**Written exercise 1:** From the discussion of type II fun, extract the passage from "Ms.Know-it-some observes that" up to and including "makes that hard.".
**Written exercise 2:** List every username that follows "posted by" in the type II fun discussion.

**Supplied text:**
I hiked up the highest mountain in England (which ain't all that, really) in July in the middle of a cold rainstorm (and northern England understands cold rainstorms). Big-time type II fun.

I've run 15 marathons. All type II.
posted by It's Never Lurgi at 12:11 PM on June 24, 2019 [1 favorite]


Isn't the idea of Type II fun a more generalizable view of the relationship between pleasure and time?

Think of Proust's remarks on sensations and mental habits getting in the way of appreciating something that can be excavated more purely in memory: “some feeling of fatigue or sadness had perhaps prevented me from enjoying at Balbec that which now, freed from what is necessarily imperfect in external perception, pure and disincarnate, caused me to swell with happiness...”
posted by Beardman at 12:13 PM on June 24, 2019 [2 favorites]


Ms.Know-it-some observes that a lot of parenting, especially of young children, is Type II fun. I've learned that the key to making more of it Type I is to think about how you will describe it after you have recovered. Of course, mental and physical exhaustion makes that hard.
posted by Mr.Know-it-some at 12:13 PM on June 24, 2019 [4 favorites]


the full length video digs more into the interviews and details of the process.
posted by the man of twists and turns at 12:20 PM on June 24, 2019


A friend of mine made an important distinction between things that are fun and things that are rewarding. I think we can go further and observe a distinction between things that are rewarding (like cleaning house, because you get to have a clean house when you're done) and things that are type-II fun (like a lot of endurance sports).
posted by adamrice at 12:22 PM on June 24, 2019 [3 favorites]


I think I actually enjoy a lot of what people call type II fun while in the moment, but that also might mean I'm a bit of a masochist. Which is likely true considering I seem to like being stung by stinging nettles and getting all banged up by life.

**Provided material:**

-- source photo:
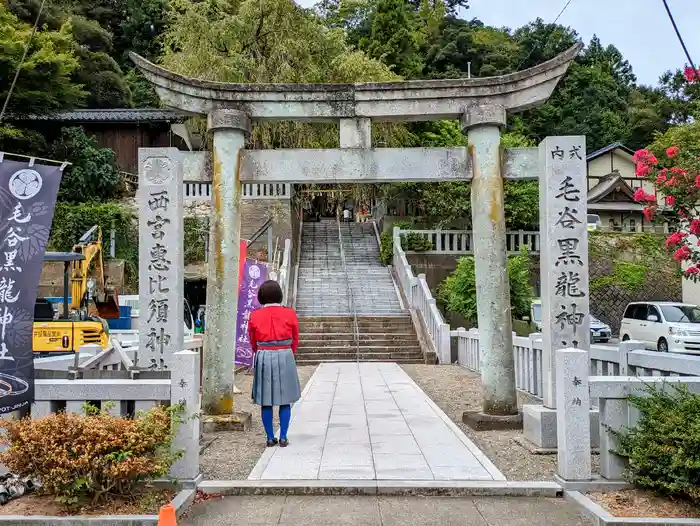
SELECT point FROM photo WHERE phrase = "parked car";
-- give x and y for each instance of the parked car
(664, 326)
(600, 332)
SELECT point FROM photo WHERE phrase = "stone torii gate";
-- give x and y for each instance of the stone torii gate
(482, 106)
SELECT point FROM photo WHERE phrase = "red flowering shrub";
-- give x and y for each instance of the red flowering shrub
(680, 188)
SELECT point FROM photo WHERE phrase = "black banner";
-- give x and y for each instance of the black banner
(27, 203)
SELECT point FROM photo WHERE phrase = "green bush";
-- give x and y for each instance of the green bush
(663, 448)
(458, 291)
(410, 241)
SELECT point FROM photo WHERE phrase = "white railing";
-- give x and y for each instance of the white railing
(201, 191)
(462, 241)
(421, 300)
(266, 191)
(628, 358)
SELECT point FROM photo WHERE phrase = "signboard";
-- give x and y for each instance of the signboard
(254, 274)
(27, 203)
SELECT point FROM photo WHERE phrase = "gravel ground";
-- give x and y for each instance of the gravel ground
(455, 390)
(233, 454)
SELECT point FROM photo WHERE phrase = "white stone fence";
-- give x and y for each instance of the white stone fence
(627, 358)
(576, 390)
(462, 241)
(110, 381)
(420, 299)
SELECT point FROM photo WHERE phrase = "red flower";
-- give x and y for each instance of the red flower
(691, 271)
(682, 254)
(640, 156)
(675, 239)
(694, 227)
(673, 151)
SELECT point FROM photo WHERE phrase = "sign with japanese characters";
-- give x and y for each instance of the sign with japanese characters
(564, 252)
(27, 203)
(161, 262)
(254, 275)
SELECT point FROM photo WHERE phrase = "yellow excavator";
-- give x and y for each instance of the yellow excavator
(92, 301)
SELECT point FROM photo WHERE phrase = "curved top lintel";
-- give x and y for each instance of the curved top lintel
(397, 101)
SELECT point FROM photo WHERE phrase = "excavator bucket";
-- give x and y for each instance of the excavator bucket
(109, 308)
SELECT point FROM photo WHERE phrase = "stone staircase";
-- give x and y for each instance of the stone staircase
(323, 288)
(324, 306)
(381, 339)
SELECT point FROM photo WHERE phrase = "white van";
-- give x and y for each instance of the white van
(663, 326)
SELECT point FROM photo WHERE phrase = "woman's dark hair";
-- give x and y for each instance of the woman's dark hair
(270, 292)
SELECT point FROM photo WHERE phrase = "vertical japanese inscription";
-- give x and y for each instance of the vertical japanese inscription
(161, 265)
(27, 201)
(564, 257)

...

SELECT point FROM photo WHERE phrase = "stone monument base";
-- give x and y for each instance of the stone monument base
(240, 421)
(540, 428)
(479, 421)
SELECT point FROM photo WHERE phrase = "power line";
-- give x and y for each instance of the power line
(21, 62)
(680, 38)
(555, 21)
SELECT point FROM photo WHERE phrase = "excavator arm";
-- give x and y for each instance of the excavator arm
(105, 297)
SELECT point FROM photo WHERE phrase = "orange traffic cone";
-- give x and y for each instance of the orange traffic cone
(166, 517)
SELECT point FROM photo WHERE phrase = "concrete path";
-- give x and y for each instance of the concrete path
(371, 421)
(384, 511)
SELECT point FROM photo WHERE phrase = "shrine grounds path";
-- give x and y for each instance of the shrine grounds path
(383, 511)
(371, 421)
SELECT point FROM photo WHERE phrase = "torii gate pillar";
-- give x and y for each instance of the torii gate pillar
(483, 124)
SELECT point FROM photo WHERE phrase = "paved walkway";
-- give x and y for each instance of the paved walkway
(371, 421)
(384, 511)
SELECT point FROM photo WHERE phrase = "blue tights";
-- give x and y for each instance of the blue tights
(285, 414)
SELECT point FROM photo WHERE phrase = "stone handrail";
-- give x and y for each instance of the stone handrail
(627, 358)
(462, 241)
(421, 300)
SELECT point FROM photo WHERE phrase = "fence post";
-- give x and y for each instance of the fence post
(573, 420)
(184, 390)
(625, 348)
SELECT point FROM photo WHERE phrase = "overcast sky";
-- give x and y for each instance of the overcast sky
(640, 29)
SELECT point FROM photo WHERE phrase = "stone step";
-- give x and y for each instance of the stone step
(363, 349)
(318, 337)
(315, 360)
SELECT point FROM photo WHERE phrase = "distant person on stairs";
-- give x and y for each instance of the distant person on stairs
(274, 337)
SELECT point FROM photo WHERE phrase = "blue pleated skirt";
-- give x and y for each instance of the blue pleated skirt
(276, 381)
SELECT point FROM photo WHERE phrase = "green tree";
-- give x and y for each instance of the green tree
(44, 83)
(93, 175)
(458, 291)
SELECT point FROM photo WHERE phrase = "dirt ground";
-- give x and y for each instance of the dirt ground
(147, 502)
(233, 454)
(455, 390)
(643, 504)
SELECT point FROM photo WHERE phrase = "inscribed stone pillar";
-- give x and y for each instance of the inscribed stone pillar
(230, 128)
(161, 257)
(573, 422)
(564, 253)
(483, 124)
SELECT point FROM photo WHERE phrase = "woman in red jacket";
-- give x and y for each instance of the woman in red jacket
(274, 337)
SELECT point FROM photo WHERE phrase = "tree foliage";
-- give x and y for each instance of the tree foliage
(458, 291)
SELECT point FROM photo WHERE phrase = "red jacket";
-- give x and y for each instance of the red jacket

**Written response 1:**
Ms.Know-it-some observes that a lot of parenting, especially of young children, is Type II fun. I've learned that the key to making more of it Type I is to think about how you will describe it after you have recovered. Of course, mental and physical exhaustion makes that hard.

**Written response 2:**
It's Never Lurgi
Beardman
Mr.Know-it-some
the man of twists and turns
adamrice